Best known as the first French translator of Charles Darwin’s Origin of Species, Royer was recognized by members of the French Société d’Anthropologie de Paris as a scientist and philosopher in her own right. In a culture that barred women from most formal education and professional activities, her contributions to the organization’s discussions demonstrate the breadth of her learning and span a wide variety of scientific subjects. Elected to membership by this organization in 1870, she was also awarded the Legion of Honor by France for her services as a “woman of letters and scientific writer.”

Early Influences At the time of Royer’s birth her parents, Josephine-Gabrielle Andouard and Augustin-Tené Toyer, were not yet married, but her birth was legitimated by their subsequent marriage. Her family was educated, Catholic, royalist, and politically active. Her father resigned his commission in the army in order to participate in the revolution of July 1830 on the side of the Bourbons, for which he was later tried and acquitted of treason. After some idiosyncratic teaching by her parents and some formal teaching in a convent school, Royer’s intellect was stimulated by the Revolution of 1848, which caused her to reject her parents’ royalist political leanings and become an ardent republican. Following her father’s death in 1849, she began to reeducate herself through self-study and courses leading to teaching certificates. In 1854 she taught at a girls’ school in Wales, gaining her knowledge of English that would be important for translating Darwin, and encountering a religious diversity that provoked her transition away from Christianity. Returning to France in 1855, she taught in a school possessing a great library of eighteenth-century writers, and upon reading through this library became convinced of two things: (1) she had been deceived by Catholic dogma and therefore should reject it; and (2) she had inherited the French Encyclopédists’ love of science and should pursue the study of science and nature.

**Dataset extract:**
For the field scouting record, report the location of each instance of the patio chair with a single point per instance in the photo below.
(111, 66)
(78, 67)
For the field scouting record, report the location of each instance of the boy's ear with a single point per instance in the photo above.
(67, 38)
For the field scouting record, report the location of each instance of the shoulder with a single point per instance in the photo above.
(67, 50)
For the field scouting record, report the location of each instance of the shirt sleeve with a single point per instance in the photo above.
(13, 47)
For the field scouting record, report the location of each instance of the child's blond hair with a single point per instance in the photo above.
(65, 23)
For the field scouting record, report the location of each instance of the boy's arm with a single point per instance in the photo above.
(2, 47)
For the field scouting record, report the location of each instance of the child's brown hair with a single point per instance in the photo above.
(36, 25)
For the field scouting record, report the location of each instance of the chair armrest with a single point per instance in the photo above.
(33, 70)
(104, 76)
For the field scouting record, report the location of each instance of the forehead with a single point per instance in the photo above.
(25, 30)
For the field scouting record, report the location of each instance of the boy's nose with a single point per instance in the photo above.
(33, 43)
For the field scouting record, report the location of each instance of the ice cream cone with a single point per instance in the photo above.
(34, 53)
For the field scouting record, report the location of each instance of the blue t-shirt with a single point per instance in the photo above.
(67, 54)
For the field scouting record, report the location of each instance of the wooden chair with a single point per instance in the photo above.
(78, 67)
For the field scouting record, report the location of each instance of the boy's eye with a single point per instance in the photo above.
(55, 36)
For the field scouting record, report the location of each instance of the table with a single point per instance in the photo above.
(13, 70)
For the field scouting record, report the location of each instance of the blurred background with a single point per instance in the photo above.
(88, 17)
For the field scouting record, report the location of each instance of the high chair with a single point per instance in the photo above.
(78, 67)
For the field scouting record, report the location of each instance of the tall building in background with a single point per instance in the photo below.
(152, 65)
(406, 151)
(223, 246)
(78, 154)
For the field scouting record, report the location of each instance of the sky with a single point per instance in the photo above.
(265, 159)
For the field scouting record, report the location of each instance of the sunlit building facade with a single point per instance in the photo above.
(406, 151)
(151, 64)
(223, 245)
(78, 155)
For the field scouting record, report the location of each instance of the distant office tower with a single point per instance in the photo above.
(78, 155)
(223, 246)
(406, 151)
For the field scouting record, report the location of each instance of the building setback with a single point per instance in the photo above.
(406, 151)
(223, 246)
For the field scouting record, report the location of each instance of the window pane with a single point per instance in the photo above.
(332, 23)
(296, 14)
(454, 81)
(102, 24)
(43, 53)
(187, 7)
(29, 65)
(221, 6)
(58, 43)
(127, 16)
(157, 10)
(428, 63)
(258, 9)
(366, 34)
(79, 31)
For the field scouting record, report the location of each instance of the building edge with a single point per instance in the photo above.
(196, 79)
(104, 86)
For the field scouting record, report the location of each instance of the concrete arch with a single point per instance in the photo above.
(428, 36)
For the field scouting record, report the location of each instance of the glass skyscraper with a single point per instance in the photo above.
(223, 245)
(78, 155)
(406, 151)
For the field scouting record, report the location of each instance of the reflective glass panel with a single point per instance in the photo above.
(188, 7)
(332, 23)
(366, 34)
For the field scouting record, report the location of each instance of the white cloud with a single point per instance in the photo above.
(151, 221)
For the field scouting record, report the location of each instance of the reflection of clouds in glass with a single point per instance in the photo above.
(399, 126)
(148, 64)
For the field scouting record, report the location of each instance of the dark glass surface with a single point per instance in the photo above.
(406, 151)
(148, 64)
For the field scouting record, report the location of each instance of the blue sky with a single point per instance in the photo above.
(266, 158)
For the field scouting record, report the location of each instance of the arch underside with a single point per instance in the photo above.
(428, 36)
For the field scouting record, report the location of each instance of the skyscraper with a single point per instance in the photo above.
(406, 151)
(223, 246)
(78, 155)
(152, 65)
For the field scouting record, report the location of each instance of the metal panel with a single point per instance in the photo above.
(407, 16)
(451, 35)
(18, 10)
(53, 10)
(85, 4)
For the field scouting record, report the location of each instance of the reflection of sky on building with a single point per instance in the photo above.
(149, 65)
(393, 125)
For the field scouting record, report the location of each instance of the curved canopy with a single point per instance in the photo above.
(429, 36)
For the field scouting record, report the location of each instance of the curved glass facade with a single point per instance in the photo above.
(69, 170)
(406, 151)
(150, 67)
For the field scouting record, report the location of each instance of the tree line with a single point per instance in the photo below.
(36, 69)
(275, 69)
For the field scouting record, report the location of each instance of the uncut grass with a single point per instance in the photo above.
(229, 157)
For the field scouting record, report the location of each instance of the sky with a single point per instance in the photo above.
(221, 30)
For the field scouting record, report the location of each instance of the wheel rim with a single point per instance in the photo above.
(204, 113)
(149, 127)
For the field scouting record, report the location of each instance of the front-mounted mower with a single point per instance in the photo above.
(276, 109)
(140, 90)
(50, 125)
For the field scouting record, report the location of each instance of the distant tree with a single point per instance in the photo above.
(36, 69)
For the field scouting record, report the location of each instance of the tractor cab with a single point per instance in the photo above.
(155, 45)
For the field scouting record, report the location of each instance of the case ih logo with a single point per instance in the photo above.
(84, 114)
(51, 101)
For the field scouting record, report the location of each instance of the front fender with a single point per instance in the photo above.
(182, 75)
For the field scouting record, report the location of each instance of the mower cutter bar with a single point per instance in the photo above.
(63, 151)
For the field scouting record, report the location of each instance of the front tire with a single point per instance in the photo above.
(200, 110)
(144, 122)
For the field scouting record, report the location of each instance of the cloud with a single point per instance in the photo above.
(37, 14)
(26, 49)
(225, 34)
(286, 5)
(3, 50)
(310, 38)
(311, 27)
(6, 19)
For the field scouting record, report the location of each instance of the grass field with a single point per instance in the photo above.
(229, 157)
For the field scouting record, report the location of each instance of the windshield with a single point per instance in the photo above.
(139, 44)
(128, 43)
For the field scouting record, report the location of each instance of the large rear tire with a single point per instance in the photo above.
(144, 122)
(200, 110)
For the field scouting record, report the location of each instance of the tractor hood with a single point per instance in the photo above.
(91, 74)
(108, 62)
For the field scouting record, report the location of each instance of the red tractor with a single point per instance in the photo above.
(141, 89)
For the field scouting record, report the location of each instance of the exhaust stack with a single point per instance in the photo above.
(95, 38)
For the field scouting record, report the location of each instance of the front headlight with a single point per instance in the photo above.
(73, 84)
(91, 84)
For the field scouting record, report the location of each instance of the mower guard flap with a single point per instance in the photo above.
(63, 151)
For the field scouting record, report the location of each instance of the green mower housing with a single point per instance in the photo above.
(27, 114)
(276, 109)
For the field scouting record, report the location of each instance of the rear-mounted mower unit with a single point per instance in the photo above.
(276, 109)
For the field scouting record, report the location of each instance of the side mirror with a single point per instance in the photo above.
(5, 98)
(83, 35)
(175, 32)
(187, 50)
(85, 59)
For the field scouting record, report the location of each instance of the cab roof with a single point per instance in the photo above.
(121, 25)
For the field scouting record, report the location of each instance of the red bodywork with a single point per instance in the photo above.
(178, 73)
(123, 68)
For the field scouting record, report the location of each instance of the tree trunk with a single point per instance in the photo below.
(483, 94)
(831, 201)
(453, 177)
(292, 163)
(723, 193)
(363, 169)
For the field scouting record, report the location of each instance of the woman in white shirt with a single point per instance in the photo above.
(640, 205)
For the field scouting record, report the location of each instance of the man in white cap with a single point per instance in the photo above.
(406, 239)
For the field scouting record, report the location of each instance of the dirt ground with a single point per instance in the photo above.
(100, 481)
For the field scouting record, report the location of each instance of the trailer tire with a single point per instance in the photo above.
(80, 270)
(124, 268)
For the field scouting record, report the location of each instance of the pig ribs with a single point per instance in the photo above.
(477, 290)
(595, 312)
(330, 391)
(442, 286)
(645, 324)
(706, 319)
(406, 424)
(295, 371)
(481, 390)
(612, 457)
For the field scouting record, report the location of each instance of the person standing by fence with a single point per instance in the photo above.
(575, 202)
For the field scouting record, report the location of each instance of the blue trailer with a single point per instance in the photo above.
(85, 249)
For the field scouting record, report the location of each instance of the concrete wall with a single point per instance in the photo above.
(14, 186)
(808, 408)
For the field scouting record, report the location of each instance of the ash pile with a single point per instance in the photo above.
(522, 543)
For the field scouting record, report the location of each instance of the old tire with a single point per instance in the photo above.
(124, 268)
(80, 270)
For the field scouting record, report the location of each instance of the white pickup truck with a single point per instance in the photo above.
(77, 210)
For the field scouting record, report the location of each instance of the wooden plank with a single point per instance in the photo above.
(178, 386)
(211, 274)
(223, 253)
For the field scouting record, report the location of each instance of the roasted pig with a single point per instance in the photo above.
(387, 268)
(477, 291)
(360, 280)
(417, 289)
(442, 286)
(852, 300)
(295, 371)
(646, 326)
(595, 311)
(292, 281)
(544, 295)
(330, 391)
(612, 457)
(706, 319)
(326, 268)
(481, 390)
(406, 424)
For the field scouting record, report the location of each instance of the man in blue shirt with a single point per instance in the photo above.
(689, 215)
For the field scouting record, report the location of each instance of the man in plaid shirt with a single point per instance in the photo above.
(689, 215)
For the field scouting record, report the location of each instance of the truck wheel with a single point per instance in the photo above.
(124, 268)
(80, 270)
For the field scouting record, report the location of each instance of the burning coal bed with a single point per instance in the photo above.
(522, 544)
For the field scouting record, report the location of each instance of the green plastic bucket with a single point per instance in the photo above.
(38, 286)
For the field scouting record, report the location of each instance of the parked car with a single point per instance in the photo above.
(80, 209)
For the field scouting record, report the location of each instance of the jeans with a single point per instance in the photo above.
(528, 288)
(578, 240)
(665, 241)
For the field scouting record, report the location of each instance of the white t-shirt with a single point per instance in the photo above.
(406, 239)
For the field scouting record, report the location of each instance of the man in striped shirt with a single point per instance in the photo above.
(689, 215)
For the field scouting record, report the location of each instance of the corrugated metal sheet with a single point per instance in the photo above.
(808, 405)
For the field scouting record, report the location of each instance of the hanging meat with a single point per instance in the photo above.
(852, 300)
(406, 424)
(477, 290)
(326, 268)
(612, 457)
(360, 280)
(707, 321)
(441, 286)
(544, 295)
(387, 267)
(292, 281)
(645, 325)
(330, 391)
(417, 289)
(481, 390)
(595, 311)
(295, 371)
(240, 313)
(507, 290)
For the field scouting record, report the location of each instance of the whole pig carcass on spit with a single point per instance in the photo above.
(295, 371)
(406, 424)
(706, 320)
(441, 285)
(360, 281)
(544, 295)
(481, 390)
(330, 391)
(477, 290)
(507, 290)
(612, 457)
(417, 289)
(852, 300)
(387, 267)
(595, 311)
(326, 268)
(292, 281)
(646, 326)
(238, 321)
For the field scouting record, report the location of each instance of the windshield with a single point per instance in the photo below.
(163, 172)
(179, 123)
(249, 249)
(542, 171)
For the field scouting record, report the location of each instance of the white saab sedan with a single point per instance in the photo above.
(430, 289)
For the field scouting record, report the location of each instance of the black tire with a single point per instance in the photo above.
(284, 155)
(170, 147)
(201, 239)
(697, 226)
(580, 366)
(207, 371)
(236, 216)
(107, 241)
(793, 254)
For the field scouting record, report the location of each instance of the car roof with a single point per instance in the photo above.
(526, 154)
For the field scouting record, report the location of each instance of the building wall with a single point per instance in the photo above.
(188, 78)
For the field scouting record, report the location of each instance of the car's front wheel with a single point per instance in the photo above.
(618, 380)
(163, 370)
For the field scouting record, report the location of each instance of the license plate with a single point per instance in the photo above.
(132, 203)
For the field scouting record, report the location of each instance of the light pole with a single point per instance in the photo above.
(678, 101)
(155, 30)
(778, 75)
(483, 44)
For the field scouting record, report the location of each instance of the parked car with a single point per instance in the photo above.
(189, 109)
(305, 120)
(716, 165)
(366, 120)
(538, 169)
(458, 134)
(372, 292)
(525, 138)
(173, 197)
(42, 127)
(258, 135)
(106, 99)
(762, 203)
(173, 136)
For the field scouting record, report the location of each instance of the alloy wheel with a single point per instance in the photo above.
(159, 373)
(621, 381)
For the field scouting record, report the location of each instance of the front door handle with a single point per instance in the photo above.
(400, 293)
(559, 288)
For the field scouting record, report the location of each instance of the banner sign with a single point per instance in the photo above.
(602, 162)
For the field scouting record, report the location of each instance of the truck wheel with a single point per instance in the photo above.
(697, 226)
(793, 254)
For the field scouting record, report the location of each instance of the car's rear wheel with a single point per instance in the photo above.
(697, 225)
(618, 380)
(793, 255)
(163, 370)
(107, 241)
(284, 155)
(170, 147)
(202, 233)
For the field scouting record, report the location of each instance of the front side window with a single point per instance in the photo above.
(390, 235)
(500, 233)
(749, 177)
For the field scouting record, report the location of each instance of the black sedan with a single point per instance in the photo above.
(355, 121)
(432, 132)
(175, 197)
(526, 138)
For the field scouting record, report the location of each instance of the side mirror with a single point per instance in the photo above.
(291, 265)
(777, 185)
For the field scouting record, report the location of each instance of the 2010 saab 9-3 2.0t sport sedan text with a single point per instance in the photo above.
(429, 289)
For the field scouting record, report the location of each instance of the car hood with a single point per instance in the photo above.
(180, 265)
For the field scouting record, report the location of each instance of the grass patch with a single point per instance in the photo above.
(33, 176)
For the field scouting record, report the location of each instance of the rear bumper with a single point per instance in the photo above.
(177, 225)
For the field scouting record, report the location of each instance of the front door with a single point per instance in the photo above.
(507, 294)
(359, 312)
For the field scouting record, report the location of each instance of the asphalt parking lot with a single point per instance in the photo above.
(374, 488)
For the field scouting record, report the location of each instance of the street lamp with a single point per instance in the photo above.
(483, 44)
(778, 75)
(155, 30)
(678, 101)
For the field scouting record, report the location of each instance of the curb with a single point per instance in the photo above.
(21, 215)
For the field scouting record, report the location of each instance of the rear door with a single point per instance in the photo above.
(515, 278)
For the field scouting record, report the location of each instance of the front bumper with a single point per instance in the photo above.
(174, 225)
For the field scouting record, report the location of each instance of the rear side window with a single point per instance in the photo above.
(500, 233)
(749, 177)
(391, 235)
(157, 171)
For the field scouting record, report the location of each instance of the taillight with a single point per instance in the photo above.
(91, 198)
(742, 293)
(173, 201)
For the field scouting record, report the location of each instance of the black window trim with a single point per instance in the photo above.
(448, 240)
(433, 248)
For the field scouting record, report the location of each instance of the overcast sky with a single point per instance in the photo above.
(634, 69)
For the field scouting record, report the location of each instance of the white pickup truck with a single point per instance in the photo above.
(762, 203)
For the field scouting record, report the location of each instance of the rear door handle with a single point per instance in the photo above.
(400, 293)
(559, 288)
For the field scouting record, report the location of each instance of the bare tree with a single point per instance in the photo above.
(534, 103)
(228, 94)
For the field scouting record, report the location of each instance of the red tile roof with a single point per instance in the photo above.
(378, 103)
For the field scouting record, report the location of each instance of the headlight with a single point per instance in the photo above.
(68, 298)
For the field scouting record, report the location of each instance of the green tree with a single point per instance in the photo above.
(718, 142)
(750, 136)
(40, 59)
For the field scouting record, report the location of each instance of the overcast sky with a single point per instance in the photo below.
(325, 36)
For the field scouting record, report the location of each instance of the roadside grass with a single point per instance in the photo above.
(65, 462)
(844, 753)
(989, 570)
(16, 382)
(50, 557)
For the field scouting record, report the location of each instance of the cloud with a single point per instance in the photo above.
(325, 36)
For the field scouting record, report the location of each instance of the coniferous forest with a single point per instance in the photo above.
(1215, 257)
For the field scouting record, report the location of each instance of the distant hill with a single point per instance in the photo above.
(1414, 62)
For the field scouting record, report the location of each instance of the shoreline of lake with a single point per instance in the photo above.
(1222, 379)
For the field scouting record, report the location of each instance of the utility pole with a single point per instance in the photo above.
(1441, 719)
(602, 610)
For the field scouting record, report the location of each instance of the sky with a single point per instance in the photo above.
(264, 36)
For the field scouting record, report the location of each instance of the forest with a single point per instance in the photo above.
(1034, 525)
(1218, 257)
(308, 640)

**Problem to solve:** Copy the Royer passage in full, word for word. Draw only on the Royer passage, not on the items.

**Exercise response:**
Best known as the first French translator of Charles Darwin’s Origin of Species, Royer was recognized by members of the French Société d’Anthropologie de Paris as a scientist and philosopher in her own right. In a culture that barred women from most formal education and professional activities, her contributions to the organization’s discussions demonstrate the breadth of her learning and span a wide variety of scientific subjects. Elected to membership by this organization in 1870, she was also awarded the Legion of Honor by France for her services as a “woman of letters and scientific writer.”

Early Influences At the time of Royer’s birth her parents, Josephine-Gabrielle Andouard and Augustin-Tené Toyer, were not yet married, but her birth was legitimated by their subsequent marriage. Her family was educated, Catholic, royalist, and politically active. Her father resigned his commission in the army in order to participate in the revolution of July 1830 on the side of the Bourbons, for which he was later tried and acquitted of treason. After some idiosyncratic teaching by her parents and some formal teaching in a convent school, Royer’s intellect was stimulated by the Revolution of 1848, which caused her to reject her parents’ royalist political leanings and become an ardent republican. Following her father’s death in 1849, she began to reeducate herself through self-study and courses leading to teaching certificates. In 1854 she taught at a girls’ school in Wales, gaining her knowledge of English that would be important for translating Darwin, and encountering a religious diversity that provoked her transition away from Christianity. Returning to France in 1855, she taught in a school possessing a great library of eighteenth-century writers, and upon reading through this library became convinced of two things: (1) she had been deceived by Catholic dogma and therefore should reject it; and (2) she had inherited the French Encyclopédists’ love of science and should pursue the study of science and nature.